▸ ASSIGNMENT: Your task is to repeat exactly the lines below between the line holding "Spot pine tree in this frame." and the line holding "Spot rear wheel in this frame.", inclusive, and only those.

▸ RECORD SET:
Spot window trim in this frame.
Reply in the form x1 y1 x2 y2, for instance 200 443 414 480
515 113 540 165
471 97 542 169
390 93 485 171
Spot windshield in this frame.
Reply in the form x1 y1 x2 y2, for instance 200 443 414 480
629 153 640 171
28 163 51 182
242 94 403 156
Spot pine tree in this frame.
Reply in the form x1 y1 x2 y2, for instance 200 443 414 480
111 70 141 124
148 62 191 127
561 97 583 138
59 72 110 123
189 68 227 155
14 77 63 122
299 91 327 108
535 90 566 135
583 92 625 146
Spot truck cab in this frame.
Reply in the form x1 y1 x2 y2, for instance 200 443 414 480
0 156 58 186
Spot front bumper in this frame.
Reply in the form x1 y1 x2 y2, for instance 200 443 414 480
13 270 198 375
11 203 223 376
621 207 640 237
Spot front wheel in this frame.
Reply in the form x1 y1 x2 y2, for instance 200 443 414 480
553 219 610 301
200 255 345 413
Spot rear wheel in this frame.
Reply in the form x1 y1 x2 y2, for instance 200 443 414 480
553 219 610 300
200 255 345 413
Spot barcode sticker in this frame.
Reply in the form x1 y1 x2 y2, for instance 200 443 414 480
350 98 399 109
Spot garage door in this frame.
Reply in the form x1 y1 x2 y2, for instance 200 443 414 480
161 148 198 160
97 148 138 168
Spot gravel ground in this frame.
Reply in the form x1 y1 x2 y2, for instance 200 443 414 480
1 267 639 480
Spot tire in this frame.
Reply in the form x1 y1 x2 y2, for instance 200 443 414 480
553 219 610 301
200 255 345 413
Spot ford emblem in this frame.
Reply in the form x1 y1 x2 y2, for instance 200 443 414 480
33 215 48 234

▸ RESULT OF THIS TASK:
Spot pine tree in this frame.
Reply in the form x1 y1 x2 y2, for instance 200 443 414 480
111 70 141 124
148 62 191 127
561 97 583 138
59 72 110 123
189 68 227 155
14 77 63 122
299 91 327 108
535 90 566 135
583 92 625 146
Spot truck cab in this frame.
Reply in the form x1 y1 x2 y2, for instance 200 443 414 480
0 156 58 186
Spot front bumper in this frame.
Reply in the form x1 y1 x2 y2, for instance 200 443 414 480
13 270 198 375
11 203 223 376
621 207 640 237
Spot front wheel in this frame.
Reply in the form x1 y1 x2 y2, for instance 200 443 414 480
553 219 610 301
200 255 345 413
Spot rear wheel in this frame.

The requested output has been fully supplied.